Consegne:
1 > Nel brano sulla sentenza per peculato, quali condotte vengono contestate all'imputata? Elencale tutte.
2 > Ricopia dal brano sulla sentenza per peculato il tratto che va da "Nel caso in" fino a "ragioni di ufficio." compreso.

La sentenza n. 21986 del 2023 emessa dalla Corte di Cassazione offre un'importante riflessione sui reati di peculato, in particolare riguardo alla figura dell'imputata, A.A., che, in qualità di Direttore dei servizi generali e amministrativi in alcune scuole, è stata condannata per appropriazione indebita di fondi pubblici. La decisione della Corte, che ha confermato la condanna in appello, solleva diverse questioni legali, tra cui la definizione di disponibilità delle somme di denaro e l'incidenza della malattia mentale sulla responsabilità penale.

Il contesto della condanna per peculato

Nel caso in esame, l'imputata è accusata di aver alterato la contabilità degli enti scolastici, emettendo falsi ordinativi di pagamento e appropriandosi di somme versate dai genitori per viaggi di istruzione. La Corte di Cassazione ha chiarito che, nonostante l'imputata sostenga di non avere la disponibilità dei fondi, la legge italiana (art. 314 c.p.) definisce il peculato come appropriazione di denaro di cui si ha disponibilità per ragioni di ufficio.

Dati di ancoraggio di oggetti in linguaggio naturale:

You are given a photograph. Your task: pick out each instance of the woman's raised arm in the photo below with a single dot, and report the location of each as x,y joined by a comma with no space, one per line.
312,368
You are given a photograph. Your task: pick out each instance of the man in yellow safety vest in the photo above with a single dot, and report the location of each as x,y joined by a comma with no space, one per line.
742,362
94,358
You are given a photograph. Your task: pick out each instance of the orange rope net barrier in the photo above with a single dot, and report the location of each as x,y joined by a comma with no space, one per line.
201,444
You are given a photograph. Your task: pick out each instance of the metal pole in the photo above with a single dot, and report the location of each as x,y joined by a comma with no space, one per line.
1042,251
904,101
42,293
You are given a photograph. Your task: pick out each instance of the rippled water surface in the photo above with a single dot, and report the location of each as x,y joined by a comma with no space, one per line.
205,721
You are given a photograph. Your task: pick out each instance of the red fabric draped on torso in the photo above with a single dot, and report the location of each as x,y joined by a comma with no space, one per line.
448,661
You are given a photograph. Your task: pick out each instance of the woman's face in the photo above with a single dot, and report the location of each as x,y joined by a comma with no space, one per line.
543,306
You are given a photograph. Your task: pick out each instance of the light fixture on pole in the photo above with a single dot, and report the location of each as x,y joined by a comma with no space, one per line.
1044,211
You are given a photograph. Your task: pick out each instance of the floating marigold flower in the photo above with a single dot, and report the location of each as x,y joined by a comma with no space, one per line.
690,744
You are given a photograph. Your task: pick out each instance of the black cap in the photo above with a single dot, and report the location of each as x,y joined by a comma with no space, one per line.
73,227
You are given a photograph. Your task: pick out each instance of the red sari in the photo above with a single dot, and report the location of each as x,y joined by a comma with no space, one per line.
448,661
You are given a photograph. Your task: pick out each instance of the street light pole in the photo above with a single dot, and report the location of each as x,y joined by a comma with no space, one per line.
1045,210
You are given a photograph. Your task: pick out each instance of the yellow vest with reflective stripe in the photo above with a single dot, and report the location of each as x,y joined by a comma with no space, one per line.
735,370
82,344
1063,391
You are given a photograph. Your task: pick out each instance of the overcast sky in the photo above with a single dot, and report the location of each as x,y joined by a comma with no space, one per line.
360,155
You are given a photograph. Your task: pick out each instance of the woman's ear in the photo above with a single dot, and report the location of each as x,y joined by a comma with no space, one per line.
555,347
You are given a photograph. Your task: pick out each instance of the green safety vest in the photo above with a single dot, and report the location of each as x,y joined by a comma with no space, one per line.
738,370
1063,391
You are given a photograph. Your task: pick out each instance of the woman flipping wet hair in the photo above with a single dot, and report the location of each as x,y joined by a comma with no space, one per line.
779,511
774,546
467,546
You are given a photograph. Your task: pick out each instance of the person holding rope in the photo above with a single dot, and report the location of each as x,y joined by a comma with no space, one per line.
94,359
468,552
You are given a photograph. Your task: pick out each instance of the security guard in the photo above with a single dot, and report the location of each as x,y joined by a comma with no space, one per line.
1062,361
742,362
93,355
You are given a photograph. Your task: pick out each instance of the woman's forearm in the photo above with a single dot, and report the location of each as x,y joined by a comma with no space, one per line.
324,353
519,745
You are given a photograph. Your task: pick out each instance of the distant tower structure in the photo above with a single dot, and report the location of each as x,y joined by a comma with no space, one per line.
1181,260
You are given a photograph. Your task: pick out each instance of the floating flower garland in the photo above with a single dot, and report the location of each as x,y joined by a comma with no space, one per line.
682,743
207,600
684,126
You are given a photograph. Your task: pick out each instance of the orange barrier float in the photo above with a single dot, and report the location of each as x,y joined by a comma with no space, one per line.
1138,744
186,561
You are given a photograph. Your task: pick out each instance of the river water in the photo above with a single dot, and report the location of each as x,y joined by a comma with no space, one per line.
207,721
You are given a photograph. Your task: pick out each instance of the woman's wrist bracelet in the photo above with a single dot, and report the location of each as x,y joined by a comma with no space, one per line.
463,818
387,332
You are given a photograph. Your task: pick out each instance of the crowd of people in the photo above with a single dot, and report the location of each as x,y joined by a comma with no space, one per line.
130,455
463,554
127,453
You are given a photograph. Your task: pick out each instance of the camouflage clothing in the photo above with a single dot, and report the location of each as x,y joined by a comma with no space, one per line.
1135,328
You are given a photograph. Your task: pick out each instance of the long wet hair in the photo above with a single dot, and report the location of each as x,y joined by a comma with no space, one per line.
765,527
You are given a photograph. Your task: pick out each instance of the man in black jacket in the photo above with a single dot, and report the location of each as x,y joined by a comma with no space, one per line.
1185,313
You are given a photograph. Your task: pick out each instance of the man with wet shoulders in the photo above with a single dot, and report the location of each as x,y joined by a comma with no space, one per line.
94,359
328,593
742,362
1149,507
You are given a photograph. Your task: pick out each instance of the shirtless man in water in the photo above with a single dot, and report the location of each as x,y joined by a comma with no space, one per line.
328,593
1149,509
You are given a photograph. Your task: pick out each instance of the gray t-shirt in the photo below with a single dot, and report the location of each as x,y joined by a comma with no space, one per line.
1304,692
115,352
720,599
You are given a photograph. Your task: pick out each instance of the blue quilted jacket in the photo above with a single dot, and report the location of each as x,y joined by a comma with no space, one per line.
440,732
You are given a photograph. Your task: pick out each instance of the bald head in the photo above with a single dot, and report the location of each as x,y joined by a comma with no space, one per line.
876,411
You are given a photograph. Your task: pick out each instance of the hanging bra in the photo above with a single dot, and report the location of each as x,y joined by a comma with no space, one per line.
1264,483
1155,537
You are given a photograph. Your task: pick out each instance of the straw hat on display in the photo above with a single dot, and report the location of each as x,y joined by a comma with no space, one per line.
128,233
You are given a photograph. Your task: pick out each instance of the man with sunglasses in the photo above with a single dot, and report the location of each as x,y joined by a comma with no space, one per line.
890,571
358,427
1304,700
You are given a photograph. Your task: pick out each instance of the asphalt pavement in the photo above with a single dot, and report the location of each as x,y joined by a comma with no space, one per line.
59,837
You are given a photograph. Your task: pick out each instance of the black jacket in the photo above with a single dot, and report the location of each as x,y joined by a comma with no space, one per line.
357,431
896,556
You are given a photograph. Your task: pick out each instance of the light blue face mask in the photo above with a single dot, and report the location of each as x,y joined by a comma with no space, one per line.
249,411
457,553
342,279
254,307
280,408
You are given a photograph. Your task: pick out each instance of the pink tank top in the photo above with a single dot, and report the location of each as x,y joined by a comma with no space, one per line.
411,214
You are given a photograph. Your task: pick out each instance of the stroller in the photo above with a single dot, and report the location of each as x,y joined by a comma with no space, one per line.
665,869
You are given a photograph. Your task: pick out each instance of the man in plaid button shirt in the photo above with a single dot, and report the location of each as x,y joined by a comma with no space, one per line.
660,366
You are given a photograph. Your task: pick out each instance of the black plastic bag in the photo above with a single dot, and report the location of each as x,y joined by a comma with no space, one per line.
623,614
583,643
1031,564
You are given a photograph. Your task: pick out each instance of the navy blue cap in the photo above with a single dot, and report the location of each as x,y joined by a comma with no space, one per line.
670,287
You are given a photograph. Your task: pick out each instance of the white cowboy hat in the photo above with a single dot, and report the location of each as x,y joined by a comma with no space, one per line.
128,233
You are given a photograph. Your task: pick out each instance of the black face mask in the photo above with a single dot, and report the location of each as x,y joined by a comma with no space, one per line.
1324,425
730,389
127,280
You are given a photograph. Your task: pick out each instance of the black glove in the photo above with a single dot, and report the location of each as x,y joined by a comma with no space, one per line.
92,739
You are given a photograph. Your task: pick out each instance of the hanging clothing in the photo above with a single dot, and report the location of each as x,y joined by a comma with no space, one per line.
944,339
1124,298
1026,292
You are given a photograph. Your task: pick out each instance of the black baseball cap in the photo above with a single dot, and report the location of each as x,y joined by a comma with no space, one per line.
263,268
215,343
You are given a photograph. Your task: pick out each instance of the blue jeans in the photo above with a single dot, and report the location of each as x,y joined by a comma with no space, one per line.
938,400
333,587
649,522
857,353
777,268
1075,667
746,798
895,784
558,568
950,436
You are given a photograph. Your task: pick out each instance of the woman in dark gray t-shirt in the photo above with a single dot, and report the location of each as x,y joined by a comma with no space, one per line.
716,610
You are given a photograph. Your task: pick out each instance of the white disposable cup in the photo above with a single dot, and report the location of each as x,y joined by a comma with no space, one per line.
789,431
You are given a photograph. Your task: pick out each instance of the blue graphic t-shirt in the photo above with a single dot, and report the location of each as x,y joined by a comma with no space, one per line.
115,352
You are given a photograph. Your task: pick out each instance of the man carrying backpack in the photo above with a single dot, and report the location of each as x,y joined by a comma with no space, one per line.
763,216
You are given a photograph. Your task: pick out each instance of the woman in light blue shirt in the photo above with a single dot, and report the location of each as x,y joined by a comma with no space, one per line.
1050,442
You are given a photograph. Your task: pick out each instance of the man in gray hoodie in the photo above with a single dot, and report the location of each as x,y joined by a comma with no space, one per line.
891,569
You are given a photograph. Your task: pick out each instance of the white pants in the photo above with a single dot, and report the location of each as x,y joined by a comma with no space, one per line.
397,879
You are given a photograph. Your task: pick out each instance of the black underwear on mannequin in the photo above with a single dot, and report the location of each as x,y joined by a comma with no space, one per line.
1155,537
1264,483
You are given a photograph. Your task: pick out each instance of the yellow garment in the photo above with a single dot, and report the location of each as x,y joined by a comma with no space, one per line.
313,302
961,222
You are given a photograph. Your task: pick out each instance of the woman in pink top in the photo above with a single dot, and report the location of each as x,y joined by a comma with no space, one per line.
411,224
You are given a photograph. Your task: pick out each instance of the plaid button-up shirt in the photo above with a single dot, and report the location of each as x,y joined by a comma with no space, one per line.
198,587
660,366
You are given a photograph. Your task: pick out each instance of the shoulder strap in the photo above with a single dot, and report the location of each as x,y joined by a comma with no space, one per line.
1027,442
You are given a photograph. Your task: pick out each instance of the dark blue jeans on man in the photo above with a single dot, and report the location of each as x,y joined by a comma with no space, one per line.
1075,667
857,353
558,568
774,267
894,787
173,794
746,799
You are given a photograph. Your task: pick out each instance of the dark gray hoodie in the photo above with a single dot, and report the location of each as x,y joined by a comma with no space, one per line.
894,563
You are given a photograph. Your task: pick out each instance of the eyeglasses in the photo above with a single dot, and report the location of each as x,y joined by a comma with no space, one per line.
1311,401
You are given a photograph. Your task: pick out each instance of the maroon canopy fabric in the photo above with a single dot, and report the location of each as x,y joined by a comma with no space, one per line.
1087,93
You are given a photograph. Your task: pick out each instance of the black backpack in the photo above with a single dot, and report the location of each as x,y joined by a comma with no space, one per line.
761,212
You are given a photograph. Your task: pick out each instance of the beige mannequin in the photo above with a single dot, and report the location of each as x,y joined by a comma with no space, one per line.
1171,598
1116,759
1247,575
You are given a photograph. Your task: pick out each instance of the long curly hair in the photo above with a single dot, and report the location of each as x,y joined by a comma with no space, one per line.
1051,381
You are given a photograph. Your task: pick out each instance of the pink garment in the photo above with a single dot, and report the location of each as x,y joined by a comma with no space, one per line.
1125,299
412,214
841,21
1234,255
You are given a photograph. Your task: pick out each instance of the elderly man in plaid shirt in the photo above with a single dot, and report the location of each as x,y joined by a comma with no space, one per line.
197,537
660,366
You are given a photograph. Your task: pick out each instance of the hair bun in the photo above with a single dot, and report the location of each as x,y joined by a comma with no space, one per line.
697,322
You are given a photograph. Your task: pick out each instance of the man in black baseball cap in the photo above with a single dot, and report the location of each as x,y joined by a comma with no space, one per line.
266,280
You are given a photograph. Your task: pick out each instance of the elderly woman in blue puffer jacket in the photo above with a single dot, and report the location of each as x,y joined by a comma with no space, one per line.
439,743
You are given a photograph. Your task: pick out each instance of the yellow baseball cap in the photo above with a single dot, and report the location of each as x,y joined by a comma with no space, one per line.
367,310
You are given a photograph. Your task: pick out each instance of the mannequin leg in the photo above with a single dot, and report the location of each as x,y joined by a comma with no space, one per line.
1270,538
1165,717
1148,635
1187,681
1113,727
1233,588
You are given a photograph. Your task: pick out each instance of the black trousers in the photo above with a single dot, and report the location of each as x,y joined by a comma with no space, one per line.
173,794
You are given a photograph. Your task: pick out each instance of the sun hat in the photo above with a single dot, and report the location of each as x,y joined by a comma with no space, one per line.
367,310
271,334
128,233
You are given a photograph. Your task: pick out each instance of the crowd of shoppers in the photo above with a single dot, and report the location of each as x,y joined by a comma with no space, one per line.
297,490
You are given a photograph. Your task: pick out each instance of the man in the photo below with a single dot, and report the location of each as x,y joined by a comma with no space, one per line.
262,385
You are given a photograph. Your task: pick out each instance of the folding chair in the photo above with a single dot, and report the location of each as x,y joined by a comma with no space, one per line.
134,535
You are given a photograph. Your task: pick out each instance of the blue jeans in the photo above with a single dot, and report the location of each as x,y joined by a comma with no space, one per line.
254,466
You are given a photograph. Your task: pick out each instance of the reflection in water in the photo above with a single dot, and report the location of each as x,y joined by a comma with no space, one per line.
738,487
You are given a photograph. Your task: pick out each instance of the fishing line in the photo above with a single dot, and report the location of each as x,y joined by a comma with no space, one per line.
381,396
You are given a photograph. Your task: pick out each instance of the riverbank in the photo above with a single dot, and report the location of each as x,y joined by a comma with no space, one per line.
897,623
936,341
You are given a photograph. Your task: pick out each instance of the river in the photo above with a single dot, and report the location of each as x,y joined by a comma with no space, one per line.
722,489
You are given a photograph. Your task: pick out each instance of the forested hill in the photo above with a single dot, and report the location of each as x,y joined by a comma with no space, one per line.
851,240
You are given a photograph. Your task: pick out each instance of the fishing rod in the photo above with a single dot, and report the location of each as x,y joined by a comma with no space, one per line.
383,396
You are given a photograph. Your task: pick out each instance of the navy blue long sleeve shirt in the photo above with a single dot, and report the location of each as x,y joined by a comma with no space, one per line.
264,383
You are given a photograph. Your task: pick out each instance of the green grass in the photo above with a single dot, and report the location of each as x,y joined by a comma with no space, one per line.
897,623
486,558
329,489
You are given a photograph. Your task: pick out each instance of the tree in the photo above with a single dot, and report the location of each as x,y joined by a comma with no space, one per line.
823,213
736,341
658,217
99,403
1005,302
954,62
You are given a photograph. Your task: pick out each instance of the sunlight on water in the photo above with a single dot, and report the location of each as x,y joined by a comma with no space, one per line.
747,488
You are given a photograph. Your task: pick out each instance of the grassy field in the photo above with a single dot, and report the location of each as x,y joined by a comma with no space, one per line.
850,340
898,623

Soluzioni:
1 >
- aver alterato la contabilità degli enti scolastici
- aver emesso falsi ordinativi di pagamento
- essersi appropriata di somme versate dai genitori per viaggi di istruzione

2 >
Nel caso in esame, l'imputata è accusata di aver alterato la contabilità degli enti scolastici, emettendo falsi ordinativi di pagamento e appropriandosi di somme versate dai genitori per viaggi di istruzione. La Corte di Cassazione ha chiarito che, nonostante l'imputata sostenga di non avere la disponibilità dei fondi, la legge italiana (art. 314 c.p.) definisce il peculato come appropriazione di denaro di cui si ha disponibilità per ragioni di ufficio.